§ Instructions to follow
Collect every line in the point placement records that contains the word "small" and copy each one unchanged.

##### Data for the task #####

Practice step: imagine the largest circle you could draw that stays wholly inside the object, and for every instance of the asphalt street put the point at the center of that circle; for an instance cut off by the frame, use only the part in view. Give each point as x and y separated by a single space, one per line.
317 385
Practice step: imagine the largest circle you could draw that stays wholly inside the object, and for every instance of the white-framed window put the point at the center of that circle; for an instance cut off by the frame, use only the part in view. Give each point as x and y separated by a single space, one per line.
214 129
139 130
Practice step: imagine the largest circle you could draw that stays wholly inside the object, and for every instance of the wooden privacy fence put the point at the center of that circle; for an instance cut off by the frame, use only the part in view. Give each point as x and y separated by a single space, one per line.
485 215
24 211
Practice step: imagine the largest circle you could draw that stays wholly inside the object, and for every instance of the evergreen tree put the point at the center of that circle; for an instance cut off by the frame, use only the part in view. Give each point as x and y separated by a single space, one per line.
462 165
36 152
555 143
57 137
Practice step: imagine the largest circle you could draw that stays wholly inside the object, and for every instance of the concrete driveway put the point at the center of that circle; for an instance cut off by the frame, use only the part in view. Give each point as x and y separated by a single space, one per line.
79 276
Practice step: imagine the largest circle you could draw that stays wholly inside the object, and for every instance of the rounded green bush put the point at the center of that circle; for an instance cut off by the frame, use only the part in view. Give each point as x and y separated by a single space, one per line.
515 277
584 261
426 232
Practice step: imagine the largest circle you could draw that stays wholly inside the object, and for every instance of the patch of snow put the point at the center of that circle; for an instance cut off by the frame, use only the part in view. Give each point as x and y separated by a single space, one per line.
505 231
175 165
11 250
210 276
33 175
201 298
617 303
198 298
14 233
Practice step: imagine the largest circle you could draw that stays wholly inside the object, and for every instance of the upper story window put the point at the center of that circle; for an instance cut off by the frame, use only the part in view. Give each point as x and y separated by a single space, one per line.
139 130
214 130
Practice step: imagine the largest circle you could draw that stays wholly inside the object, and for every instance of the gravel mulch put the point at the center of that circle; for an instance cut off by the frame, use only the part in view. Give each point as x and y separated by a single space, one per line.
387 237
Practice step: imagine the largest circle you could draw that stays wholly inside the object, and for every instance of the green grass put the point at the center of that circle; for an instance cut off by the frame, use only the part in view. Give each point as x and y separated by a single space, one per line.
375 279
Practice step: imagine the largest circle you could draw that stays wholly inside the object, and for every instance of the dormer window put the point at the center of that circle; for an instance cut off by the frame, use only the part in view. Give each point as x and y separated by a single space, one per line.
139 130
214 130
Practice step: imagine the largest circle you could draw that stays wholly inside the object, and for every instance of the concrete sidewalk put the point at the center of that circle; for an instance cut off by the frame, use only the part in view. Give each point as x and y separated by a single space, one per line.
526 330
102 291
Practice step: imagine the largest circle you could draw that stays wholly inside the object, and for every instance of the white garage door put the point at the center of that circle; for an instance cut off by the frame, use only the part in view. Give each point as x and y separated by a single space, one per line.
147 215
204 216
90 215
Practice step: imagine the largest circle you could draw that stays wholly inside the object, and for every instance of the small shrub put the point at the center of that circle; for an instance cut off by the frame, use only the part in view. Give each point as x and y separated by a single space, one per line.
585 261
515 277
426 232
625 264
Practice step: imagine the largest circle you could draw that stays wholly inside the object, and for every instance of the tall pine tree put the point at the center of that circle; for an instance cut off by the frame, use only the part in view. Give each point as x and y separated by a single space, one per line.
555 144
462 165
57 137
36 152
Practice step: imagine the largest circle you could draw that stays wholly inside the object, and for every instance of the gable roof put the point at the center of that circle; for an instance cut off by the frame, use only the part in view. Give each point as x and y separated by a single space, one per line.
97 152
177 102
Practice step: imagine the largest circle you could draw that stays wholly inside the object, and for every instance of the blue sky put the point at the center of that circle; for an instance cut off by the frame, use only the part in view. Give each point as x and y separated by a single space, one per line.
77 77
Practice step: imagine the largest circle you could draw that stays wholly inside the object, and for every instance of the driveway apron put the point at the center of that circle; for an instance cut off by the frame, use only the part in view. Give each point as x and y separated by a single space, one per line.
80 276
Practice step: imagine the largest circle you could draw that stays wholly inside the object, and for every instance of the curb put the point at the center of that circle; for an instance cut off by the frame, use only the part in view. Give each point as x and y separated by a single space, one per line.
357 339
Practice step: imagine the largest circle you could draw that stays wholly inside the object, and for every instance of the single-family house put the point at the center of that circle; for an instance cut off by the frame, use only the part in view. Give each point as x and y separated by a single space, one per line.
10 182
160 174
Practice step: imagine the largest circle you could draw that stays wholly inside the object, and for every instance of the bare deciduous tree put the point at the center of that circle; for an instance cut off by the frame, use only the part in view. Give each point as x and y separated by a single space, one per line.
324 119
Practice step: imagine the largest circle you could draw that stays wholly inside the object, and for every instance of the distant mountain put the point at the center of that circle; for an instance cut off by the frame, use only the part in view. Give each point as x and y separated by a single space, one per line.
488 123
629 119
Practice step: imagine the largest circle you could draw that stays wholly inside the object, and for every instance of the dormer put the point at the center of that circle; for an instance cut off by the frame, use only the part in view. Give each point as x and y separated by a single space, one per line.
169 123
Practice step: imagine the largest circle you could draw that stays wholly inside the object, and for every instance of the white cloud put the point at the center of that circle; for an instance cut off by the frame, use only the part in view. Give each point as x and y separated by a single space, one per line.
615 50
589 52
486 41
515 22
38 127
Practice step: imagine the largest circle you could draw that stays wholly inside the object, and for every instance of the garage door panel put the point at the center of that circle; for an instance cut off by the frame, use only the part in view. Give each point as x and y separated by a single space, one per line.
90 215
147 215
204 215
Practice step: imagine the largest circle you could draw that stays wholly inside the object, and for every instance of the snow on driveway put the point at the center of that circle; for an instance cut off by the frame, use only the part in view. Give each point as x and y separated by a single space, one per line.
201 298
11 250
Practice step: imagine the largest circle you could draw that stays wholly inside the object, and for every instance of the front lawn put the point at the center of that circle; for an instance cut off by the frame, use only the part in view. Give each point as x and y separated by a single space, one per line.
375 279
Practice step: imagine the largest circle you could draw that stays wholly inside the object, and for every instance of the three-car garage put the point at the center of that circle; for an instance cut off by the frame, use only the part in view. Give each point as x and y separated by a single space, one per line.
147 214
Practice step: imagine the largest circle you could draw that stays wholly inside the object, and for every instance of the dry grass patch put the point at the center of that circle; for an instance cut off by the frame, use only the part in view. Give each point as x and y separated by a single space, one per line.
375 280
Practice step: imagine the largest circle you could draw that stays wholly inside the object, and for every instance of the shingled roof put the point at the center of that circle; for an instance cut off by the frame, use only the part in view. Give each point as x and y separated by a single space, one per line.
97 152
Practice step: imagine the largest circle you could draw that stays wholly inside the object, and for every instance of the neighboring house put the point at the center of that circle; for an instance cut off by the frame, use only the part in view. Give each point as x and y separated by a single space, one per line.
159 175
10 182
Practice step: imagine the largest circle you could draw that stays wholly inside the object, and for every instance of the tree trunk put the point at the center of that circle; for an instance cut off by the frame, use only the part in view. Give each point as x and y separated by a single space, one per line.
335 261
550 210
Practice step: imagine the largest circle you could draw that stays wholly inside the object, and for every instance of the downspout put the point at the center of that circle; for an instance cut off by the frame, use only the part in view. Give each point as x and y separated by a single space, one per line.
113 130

#####
##### Data for the task #####

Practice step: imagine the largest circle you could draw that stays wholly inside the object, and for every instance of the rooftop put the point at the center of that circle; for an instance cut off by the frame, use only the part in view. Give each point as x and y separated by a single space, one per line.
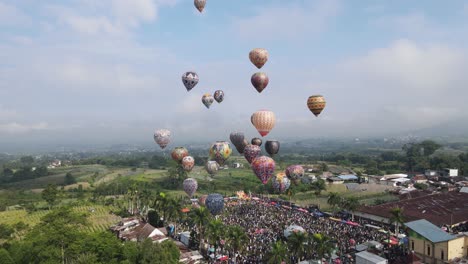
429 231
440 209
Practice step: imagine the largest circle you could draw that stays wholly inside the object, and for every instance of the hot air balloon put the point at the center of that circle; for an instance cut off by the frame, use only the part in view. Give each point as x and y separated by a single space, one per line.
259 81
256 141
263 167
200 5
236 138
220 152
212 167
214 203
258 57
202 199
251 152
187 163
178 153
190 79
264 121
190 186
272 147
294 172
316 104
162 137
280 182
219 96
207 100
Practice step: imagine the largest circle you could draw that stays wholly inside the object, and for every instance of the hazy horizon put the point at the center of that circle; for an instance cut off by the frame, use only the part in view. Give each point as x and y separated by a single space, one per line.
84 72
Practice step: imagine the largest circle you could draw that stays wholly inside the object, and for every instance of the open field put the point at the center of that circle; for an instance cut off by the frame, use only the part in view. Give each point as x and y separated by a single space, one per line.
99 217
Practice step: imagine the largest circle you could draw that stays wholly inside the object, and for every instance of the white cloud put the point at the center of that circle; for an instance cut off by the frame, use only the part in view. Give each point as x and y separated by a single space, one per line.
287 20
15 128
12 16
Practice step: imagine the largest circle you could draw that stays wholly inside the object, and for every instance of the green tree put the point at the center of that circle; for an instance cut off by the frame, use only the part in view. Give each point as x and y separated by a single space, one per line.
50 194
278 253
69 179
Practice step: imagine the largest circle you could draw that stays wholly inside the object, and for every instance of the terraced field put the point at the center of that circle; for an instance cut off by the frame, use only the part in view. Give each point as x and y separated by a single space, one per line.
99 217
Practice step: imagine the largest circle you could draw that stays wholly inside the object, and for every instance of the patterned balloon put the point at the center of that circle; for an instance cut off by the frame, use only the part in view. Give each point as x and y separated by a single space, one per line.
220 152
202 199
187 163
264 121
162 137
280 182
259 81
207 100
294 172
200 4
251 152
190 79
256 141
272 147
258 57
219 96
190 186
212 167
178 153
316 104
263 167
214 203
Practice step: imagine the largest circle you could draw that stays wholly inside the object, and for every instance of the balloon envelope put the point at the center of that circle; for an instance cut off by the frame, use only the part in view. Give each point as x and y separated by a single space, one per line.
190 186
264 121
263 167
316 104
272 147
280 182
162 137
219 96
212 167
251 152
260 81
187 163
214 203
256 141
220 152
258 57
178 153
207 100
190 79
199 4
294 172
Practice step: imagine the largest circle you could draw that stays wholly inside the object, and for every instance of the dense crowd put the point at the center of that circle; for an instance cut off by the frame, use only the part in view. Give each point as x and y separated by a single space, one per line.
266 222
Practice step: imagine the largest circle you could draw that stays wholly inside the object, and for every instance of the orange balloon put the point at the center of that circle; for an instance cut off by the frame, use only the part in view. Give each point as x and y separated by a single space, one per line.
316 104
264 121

#####
##### Data for the task #####

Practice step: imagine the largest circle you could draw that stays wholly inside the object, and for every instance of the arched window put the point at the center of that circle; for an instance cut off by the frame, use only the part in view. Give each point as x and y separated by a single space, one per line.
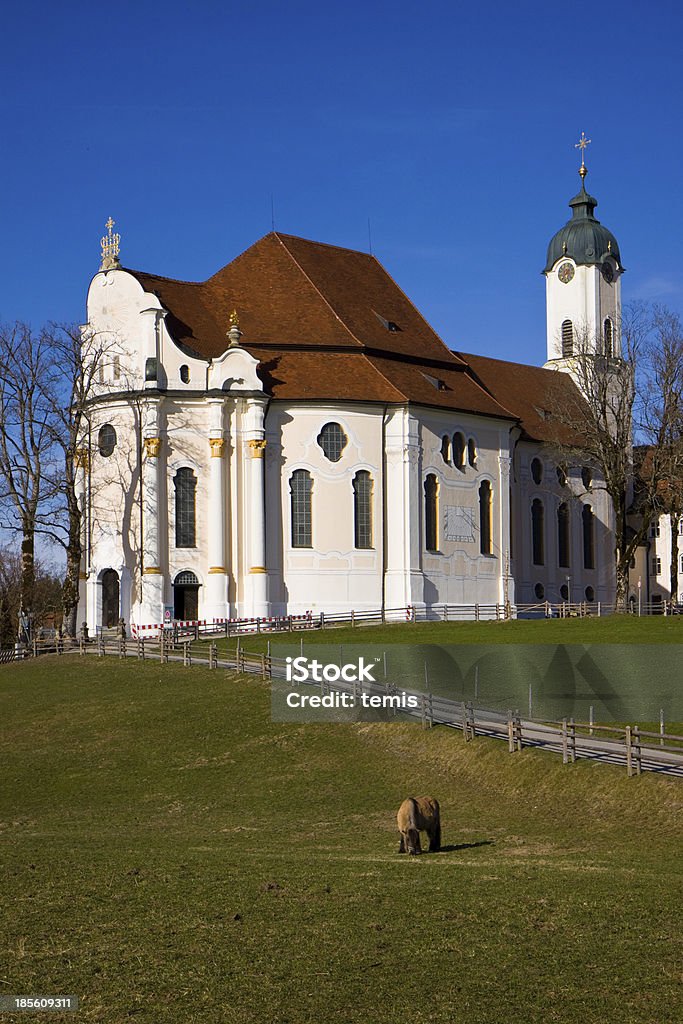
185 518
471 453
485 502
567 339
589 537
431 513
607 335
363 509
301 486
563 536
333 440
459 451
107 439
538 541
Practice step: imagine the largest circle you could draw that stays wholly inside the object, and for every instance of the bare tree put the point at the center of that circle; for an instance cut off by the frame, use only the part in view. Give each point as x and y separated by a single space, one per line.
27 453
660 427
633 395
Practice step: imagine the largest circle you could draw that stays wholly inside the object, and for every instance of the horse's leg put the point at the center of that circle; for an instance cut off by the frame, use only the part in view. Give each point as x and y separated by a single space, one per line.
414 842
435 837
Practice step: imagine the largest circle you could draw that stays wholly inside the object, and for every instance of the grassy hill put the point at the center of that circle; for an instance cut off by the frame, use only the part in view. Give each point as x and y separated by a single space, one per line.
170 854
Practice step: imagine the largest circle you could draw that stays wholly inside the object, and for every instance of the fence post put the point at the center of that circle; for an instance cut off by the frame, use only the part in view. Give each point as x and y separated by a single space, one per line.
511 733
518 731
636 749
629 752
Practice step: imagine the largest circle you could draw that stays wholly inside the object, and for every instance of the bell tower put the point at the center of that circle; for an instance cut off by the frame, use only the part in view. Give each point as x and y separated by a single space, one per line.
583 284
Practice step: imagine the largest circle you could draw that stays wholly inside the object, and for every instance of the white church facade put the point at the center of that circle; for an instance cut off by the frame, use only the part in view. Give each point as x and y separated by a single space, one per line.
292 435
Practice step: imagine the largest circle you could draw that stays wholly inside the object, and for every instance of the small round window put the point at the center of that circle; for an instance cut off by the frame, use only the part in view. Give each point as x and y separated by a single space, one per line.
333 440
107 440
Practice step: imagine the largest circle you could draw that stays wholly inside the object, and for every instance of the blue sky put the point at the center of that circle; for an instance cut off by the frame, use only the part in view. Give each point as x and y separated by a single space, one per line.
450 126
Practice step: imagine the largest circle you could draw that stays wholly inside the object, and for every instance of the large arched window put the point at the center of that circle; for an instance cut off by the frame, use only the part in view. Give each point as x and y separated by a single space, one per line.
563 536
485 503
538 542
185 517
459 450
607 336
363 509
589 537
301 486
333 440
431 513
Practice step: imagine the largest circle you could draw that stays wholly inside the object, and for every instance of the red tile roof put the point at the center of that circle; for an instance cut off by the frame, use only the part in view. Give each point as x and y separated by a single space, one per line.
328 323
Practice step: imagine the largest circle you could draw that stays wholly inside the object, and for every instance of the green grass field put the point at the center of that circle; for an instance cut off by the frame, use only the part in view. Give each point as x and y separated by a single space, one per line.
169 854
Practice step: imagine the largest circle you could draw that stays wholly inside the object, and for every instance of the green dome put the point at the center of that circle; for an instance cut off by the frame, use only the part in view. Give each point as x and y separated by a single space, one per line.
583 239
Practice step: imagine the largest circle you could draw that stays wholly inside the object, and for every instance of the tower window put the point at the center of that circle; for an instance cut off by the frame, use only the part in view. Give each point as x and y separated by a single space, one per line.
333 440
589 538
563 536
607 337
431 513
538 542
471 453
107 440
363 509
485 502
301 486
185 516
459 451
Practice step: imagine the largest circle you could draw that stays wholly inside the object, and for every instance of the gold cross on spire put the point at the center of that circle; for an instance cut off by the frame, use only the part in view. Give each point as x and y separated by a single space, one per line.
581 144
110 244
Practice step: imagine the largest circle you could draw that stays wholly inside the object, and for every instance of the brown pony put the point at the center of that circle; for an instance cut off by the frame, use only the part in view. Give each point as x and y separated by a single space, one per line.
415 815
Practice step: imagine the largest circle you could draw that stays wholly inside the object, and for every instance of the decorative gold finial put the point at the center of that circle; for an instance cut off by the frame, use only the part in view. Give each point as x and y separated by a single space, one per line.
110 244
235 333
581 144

#####

§ Solved problem
Practice step: imagine the largest circle you could draw that stays wholly inside the object, and for every instance of the small shrub put the point at the center of that circle; for an instance cut off by the frame, use only the part in view. Give each point as x and y separated by a single space, one per line.
Practice step: imagine the largest circle you could draw that stays wholly inside the object, and for every instance of the small round window put the point at the center of that circle; for an instance cut off by the frame, use only the part in view. Give each point as x and y separated by a single space, one per line.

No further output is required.